Rewrite the rows from the line that contains "Task: point to each instance of the dog's nose, a" through the end of the rows, replacing "dot" with "marker" and keeping everything else the same.

> _Provided data_
┄┄┄┄┄┄┄┄┄┄

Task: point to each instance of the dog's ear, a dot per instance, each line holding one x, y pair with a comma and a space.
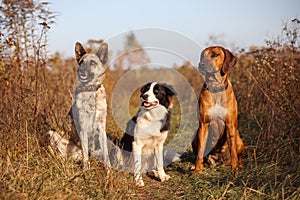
102, 53
229, 61
169, 90
79, 51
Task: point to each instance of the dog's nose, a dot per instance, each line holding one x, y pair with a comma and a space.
145, 96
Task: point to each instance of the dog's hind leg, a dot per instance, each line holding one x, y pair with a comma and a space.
137, 156
160, 163
85, 151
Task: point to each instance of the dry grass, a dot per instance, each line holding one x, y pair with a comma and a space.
266, 82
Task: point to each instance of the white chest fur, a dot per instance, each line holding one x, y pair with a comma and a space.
217, 111
150, 122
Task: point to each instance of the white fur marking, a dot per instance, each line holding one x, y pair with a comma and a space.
217, 111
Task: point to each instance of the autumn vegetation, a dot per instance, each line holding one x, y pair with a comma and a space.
36, 96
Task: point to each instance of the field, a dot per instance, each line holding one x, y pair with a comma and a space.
36, 97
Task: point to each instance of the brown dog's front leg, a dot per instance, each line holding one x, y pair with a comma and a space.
231, 137
202, 139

┄┄┄┄┄┄┄┄┄┄

> _Task answer_
Task: point to each instance of the dog's nose, a marker per instance, each line holding one x, y pair with a comma and a space.
145, 96
Task: point to each instance of the dog's hind leg, a marker per instance, each line holding one x, y pair with a comma and a space.
137, 156
160, 163
85, 151
Task: point to each instance of the dry grass, a marker per instance, each line holding one x, y pair with a comma and a space.
266, 82
Task: point to each instance of the white chest fur, a marker per instance, each line holding one x, y pair with a comma and a space.
217, 111
150, 122
Task: point to each instance of the white fur marking, a marker per instance, each line holding one x, y pair with a comma and a space.
217, 111
Task: point to each instance of the autumn vegetation, a marker per instance, each line holding one x, y pair with a comma and a space.
36, 96
Task: point to each instance of the field, a marker per instance, each line holding one x, y pair with a comma and a space.
36, 97
Task: point to each instance of the brown dog's front leg, a marker per instance, each line holding one x, y pair with a comma and a space.
231, 137
202, 139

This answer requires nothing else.